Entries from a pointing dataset
━━━━

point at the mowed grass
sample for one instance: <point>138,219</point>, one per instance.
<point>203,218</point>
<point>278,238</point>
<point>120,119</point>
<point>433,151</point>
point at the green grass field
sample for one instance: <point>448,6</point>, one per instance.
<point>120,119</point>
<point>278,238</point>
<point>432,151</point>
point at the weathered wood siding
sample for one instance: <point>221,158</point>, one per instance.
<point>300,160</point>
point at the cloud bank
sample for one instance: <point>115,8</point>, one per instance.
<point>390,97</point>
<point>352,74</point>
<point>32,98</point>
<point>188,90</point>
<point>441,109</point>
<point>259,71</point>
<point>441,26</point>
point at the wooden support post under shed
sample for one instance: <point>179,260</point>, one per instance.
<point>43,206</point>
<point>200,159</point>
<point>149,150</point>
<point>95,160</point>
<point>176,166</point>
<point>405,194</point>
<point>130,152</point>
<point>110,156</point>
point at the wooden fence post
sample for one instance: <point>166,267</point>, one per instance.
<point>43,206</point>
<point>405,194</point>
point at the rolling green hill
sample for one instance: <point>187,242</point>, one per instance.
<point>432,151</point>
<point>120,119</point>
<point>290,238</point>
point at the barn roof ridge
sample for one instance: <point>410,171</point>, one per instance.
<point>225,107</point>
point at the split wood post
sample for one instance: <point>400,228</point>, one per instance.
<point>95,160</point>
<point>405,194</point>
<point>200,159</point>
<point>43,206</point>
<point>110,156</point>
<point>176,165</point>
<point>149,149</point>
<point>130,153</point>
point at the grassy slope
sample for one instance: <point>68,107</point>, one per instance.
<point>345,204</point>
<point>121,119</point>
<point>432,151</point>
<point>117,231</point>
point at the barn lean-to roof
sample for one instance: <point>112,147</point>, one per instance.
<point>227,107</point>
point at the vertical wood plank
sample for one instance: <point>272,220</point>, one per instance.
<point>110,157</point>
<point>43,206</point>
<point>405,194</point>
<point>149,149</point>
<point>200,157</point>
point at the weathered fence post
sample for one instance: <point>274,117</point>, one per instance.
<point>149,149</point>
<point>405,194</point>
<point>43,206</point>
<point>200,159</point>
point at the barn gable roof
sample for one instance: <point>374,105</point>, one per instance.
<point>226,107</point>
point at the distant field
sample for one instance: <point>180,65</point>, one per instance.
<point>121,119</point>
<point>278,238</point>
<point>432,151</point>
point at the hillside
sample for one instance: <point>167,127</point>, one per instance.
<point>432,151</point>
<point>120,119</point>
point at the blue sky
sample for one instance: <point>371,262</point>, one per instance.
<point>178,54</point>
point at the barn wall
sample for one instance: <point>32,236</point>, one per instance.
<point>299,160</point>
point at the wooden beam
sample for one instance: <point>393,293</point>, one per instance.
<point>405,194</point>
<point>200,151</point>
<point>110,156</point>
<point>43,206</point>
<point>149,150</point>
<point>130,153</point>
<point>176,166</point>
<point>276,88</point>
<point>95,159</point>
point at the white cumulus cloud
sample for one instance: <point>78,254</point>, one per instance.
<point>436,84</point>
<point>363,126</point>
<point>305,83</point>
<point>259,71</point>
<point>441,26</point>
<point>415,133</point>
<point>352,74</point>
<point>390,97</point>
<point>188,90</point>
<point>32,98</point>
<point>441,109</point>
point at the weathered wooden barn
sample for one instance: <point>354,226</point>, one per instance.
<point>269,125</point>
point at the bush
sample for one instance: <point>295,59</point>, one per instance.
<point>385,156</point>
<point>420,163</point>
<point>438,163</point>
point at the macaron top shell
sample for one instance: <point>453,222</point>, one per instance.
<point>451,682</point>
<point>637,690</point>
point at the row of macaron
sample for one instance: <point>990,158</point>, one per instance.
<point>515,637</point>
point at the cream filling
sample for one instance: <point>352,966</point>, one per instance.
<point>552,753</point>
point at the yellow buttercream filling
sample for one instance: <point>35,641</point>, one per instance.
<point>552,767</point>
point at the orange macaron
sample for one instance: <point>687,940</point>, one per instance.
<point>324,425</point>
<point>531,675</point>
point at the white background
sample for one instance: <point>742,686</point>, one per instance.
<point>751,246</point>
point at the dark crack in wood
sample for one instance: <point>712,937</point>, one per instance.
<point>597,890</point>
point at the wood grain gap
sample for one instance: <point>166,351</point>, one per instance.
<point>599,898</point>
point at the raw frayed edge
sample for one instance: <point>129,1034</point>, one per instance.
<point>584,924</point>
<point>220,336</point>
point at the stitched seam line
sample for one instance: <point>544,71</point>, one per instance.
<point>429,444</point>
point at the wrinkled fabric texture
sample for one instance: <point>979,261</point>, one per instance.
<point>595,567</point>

━━━━

**Aim:**
Render all of the records as a two-column CSV with the headers instruction and points, one row per record. Put each record's text in the instruction column and its answer in the points column, with every value in a single quoted field and line breaks replaced by spaces.

**Result of the exercise:**
instruction,points
"point at the mowed grass sample for one instance: <point>138,219</point>, one per instance.","<point>203,218</point> <point>278,238</point> <point>120,119</point> <point>433,151</point>"
"point at the green grass field sample for one instance: <point>448,6</point>, one per instance.","<point>120,119</point> <point>278,238</point> <point>432,151</point>"
"point at the weathered wood siding sample for one instance: <point>221,158</point>, one per instance.","<point>300,160</point>"
"point at the cloud bank sample for one instance: <point>115,8</point>, one per instance.","<point>390,97</point> <point>352,74</point> <point>32,98</point> <point>188,90</point> <point>441,109</point> <point>259,71</point> <point>441,26</point>"
"point at the wooden support post under shed sample for one instance: <point>179,260</point>, one per instance.","<point>43,206</point> <point>200,159</point> <point>149,150</point> <point>95,160</point> <point>176,166</point> <point>405,194</point> <point>130,152</point> <point>110,156</point>"
"point at the wooden fence post sample for one instance: <point>166,267</point>, one per instance.","<point>43,206</point> <point>405,194</point>"
"point at the rolling green hill sample for one instance: <point>187,242</point>, one per instance.","<point>432,151</point> <point>120,119</point> <point>290,238</point>"
"point at the barn roof ridge sample for one instance: <point>410,171</point>, one per instance.","<point>225,107</point>"
"point at the split wood post sample for one instance: <point>400,228</point>, one per instance.","<point>95,160</point> <point>405,194</point> <point>200,159</point> <point>43,206</point> <point>110,156</point> <point>176,165</point> <point>149,149</point> <point>130,153</point>"
"point at the grassy slope sample for one instance: <point>68,107</point>, one per instance.","<point>345,204</point> <point>121,119</point> <point>432,151</point> <point>117,231</point>"
"point at the barn lean-to roof sample for one instance: <point>112,147</point>, one per instance.","<point>227,107</point>"
"point at the vertical wood plank sample for one instance: <point>272,220</point>, one per instance.","<point>110,157</point> <point>43,206</point> <point>405,194</point> <point>149,149</point> <point>200,157</point>"
"point at the weathered fence post sample for one instance: <point>274,117</point>, one per instance.","<point>149,149</point> <point>405,194</point> <point>43,206</point> <point>200,159</point>"
"point at the barn gable roof sample for one instance: <point>374,105</point>, one per instance.","<point>226,107</point>"
"point at the distant field sample for one instance: <point>180,65</point>, one per instance.","<point>121,119</point> <point>278,238</point> <point>432,151</point>"
"point at the hillside sample for one instance: <point>167,127</point>, one per instance.","<point>432,151</point> <point>120,119</point>"
"point at the blue sky sample for one instance: <point>371,262</point>, one per instance.","<point>178,54</point>"
"point at the barn wall sample for one instance: <point>32,236</point>, one per instance.","<point>299,160</point>"
"point at the wooden beam sample for one instance: <point>393,293</point>, one per instance.","<point>405,194</point> <point>200,151</point> <point>110,156</point> <point>43,206</point> <point>149,150</point> <point>130,153</point> <point>176,166</point> <point>276,88</point> <point>95,159</point>"
"point at the white cumulus cloud sample for one instance: <point>78,254</point>, one per instance.","<point>436,84</point> <point>363,126</point> <point>305,83</point> <point>259,71</point> <point>441,26</point> <point>415,133</point> <point>352,74</point> <point>390,97</point> <point>188,90</point> <point>32,98</point> <point>441,109</point>"
"point at the weathered wooden barn sample for one instance: <point>354,226</point>, one per instance.","<point>269,125</point>"
"point at the bush sample for one instance: <point>295,59</point>, one per instance.","<point>385,156</point> <point>420,163</point> <point>438,163</point>"
"point at the macaron top shell sample for one instance: <point>453,222</point>, one per instance.","<point>451,682</point> <point>637,690</point>"
"point at the row of macaron sample for one instance: <point>990,158</point>, one per instance.","<point>515,637</point>"
"point at the cream filling sample for one instance: <point>352,966</point>, one per instance.","<point>552,753</point>"
"point at the yellow buttercream filling sample for one instance: <point>35,641</point>, one per instance.","<point>552,767</point>"
"point at the orange macaron sample for one instance: <point>687,940</point>, one per instance.","<point>324,425</point> <point>531,675</point>"
"point at the white background sample for one instance: <point>742,686</point>, one per instance.","<point>751,246</point>"
"point at the dark crack in wood sample for one instance: <point>712,937</point>, one per instance.","<point>597,890</point>"
"point at the wood grain gap sample for one instance: <point>166,351</point>, one per instance.","<point>599,898</point>"
"point at the raw frayed edge sample for one instance: <point>129,1034</point>, one per instance.","<point>584,924</point> <point>220,336</point>"
"point at the stitched seam line sample for one instance: <point>544,71</point>, one per instance.","<point>429,444</point>"
"point at the wrinkled fabric texture sample for one instance: <point>979,261</point>, one per instance.","<point>595,567</point>"